What this task involves: Convert every line of the data below into a numbered list, skipping any blank lines. Leave the pictures out of your answer.

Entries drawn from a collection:
-.-.-

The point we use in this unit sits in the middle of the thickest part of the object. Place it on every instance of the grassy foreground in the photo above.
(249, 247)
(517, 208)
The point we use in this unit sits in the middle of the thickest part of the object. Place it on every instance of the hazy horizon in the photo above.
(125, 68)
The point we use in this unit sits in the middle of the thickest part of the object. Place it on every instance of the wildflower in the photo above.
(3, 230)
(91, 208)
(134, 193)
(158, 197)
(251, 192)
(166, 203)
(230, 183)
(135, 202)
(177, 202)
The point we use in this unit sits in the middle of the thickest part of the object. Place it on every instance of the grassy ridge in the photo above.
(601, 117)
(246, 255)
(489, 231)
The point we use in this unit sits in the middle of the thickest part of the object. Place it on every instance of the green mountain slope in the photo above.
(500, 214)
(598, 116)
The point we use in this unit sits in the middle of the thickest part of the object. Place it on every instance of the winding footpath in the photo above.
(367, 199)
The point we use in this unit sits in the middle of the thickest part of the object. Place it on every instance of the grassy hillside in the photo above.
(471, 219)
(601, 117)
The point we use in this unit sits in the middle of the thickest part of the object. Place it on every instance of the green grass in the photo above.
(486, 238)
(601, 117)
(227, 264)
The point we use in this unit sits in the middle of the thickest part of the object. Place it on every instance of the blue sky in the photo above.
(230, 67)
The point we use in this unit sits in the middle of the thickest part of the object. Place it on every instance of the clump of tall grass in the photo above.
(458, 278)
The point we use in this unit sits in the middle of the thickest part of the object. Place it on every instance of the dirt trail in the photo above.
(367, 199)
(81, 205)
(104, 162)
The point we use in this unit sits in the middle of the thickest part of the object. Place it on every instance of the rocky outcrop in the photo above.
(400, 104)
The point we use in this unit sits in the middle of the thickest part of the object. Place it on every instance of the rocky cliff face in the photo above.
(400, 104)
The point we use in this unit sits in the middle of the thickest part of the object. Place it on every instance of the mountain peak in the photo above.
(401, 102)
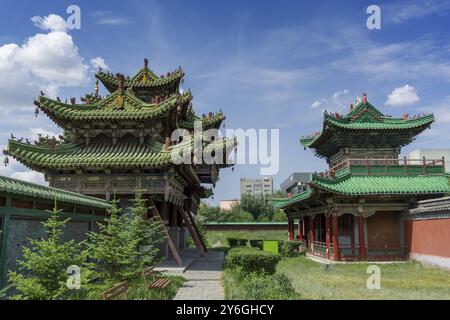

-.-.-

Result:
1. The point we use in this unit sits in the middle of the thickest part of the object. Place it on every instance of the grassy foreground in the photo above.
2. (249, 247)
3. (517, 208)
4. The point we use in this unit sits in the middle of the thickest part of the object. Place it on every instance of the hazy horizon in the photo above.
5. (125, 68)
6. The point we use in this unit sits in the middle of the thickest part of the object. Place it on every instance of the wildflower in the photo above.
7. (3, 230)
8. (91, 208)
9. (134, 193)
10. (158, 197)
11. (251, 192)
12. (166, 203)
13. (230, 183)
14. (135, 202)
15. (177, 202)
16. The point we use in this unit sits in the middle of the thickest part of the object. Place it on every instance of the grassy ridge in the photo above.
17. (601, 117)
18. (246, 255)
19. (489, 231)
20. The point we use in this unit sits in the middle of the thickest part of the object. Place it on every instance of the green mountain slope in the photo above.
21. (500, 214)
22. (598, 116)
23. The point we use in this unit sits in the middle of the thickest part of the object. Place it on every instance of the winding footpath in the photo above.
24. (367, 199)
25. The point we use in this unit sits in the middle of the thickest part of the object. Place it on every instance of the grassy hillside in the photo above.
26. (471, 219)
27. (601, 117)
28. The point we use in this unit sits in the middle of the thickest part of the object. Place it on every instance of the green grass in the photo above.
29. (486, 238)
30. (601, 117)
31. (227, 264)
32. The point we use in this unit sits in the middle of the thickest part of the object. Place it on every instance of the blue sky in the photo above.
33. (230, 67)
34. The point we use in this unit sits in the middle of the thickest part of the object. Place it on every instance of the clump of tall grass in the photo above.
35. (458, 278)
36. The point we use in this unit sits in the middle of the thickest part of the object. Place it on every instance of the dirt trail in the photo above.
37. (367, 199)
38. (81, 205)
39. (104, 162)
40. The point we use in this unit sits in the middle of the thickest part of the object. Place it on every instance of the rocky outcrop in the photo above.
41. (400, 104)
42. The point we use in this unit sits in the middle of the thickest part of the object. Place it on every instance of the rocky cliff face in the photo above.
43. (400, 104)
44. The point we use in this unit sits in the middle of the thickest part of the object. Place it on every instance of the mountain peak in the photo above.
45. (401, 102)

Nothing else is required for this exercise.